**Task to complete:**
Return every line of the records below that contains the string "stem", matching case exactly.
* Start Data for this exercise *
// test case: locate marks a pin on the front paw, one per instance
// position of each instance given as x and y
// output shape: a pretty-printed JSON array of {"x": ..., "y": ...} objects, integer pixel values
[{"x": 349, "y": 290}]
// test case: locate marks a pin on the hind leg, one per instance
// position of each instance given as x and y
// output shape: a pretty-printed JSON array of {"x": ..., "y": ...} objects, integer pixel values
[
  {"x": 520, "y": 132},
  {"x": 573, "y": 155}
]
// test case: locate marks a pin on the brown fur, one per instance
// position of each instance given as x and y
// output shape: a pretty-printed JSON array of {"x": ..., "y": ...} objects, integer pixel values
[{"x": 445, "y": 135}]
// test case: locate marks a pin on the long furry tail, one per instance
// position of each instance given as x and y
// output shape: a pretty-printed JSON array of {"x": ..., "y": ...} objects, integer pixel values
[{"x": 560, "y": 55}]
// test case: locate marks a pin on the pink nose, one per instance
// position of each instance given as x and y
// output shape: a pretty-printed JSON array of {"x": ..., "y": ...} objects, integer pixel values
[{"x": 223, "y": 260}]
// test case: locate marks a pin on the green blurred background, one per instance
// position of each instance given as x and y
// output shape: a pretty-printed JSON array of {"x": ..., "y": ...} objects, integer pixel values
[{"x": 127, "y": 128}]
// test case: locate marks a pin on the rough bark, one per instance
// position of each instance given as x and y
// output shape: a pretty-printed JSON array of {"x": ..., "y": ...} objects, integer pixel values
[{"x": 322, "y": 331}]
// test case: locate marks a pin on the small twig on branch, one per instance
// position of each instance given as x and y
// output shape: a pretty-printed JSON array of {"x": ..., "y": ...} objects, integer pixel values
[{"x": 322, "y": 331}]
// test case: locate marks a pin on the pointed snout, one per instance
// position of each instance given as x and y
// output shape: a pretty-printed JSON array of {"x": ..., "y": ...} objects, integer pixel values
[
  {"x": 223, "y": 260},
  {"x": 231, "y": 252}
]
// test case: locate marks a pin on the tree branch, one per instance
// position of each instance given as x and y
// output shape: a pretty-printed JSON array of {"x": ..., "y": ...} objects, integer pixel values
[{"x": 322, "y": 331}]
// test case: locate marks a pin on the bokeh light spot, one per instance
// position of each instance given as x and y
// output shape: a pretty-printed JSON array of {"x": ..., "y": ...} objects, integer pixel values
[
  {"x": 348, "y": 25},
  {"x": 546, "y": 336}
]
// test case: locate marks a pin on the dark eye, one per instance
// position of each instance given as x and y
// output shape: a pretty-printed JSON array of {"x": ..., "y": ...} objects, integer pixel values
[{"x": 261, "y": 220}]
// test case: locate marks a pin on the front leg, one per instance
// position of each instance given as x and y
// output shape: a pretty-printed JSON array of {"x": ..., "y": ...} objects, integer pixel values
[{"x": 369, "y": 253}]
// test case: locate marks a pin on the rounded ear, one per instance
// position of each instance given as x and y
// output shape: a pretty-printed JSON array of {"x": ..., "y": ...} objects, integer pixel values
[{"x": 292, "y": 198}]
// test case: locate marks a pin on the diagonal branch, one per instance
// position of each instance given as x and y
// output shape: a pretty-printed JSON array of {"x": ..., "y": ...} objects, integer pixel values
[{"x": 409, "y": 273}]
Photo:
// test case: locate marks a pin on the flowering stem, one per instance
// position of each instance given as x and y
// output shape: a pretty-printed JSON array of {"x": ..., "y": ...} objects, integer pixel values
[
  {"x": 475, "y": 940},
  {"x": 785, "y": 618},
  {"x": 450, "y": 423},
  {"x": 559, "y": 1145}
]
* End Data for this exercise *
* Start Data for this exercise *
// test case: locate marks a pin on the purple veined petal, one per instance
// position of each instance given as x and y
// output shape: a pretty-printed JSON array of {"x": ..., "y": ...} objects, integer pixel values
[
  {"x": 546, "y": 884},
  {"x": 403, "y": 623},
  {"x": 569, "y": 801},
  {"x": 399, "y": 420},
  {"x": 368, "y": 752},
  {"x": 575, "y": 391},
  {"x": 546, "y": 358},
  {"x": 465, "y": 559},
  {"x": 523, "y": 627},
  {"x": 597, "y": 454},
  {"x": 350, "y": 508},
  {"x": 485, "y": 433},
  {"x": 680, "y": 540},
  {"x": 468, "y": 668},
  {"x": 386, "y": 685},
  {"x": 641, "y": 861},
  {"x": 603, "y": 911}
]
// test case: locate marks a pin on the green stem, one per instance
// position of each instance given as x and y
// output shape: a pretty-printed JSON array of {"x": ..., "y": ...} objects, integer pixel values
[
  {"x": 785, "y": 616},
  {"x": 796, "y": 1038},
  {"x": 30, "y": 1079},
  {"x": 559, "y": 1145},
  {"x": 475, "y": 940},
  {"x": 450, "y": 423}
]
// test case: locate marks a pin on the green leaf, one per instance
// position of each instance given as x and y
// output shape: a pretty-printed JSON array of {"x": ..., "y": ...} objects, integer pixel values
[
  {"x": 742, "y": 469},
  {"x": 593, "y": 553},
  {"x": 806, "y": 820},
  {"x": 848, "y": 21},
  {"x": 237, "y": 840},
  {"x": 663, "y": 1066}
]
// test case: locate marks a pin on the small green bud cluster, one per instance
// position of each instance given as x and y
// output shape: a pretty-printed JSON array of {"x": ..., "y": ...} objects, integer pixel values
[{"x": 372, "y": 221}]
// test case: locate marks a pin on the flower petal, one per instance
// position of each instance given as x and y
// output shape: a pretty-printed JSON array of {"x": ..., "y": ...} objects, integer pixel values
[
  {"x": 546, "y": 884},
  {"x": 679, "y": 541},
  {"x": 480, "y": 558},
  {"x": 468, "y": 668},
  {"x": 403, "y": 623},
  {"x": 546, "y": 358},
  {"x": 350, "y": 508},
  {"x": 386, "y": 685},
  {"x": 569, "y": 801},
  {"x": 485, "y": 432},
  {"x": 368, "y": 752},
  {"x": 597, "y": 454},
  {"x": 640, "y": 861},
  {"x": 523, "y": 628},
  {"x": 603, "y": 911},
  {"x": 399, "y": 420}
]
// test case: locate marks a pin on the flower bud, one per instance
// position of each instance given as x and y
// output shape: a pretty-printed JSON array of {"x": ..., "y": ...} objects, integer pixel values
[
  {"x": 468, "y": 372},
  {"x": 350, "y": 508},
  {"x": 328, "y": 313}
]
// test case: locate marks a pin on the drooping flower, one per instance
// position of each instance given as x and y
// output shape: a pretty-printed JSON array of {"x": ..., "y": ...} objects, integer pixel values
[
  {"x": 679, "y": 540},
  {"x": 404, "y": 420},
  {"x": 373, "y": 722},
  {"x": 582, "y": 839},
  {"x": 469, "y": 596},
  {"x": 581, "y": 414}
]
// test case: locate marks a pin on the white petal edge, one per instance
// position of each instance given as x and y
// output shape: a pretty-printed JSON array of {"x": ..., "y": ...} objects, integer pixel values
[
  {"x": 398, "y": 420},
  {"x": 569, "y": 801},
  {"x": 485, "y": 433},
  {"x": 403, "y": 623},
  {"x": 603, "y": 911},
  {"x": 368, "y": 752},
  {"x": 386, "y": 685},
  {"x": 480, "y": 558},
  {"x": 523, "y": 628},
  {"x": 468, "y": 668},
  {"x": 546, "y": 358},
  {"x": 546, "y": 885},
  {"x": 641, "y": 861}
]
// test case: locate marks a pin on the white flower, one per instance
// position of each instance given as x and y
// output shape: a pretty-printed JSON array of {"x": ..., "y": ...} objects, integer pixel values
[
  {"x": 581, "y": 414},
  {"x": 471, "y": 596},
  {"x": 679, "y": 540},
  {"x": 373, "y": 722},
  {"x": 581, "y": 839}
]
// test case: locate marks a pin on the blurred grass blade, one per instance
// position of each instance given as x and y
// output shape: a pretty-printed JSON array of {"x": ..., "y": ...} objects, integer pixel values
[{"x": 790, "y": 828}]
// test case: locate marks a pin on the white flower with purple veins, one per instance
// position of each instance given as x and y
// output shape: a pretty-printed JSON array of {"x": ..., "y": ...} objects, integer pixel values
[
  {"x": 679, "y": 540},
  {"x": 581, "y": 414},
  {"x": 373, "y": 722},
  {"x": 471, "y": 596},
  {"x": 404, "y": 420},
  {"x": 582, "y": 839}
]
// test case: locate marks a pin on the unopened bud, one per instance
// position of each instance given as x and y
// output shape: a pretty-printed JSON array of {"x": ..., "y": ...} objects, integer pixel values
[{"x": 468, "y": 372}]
* End Data for this exercise *
* Start Data for this exercise *
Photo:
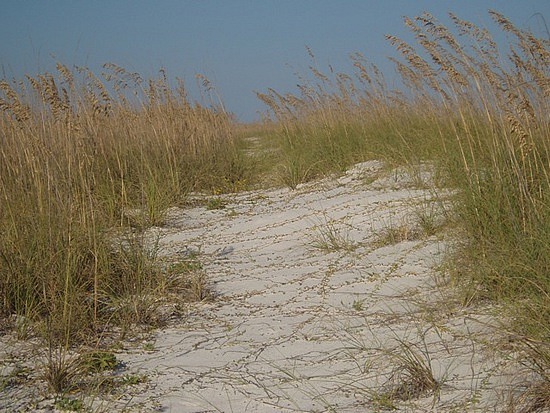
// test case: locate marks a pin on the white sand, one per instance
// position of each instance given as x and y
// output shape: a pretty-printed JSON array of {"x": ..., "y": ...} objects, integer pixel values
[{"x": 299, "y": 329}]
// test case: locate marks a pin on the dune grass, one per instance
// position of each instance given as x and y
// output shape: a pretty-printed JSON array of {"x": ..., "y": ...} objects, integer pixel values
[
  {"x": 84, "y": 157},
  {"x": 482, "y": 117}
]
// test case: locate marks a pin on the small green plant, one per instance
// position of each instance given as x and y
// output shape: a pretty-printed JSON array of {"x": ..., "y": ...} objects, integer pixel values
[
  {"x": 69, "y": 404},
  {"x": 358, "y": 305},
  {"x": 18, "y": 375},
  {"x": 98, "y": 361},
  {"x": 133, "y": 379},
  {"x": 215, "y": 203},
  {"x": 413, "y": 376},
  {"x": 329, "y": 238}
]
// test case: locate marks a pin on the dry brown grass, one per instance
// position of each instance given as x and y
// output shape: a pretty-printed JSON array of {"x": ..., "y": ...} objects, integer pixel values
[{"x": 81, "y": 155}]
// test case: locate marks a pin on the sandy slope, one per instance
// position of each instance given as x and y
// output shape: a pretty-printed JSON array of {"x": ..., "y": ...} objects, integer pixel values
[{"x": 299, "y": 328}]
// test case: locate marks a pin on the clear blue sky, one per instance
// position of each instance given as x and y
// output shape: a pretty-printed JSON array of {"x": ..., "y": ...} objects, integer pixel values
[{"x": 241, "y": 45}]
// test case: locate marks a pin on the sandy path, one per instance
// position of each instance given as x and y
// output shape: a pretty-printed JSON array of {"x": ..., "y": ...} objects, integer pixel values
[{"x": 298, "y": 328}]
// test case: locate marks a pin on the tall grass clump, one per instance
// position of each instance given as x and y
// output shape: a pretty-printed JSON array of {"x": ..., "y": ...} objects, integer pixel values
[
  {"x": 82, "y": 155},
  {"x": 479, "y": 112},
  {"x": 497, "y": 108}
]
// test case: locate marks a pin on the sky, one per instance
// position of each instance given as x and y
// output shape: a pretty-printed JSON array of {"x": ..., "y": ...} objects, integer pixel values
* End Data for this exercise *
**Final answer:**
// test case: locate marks a pin on the flowering stem, one per instance
// test case: locate marks a pin on the green stem, one per instance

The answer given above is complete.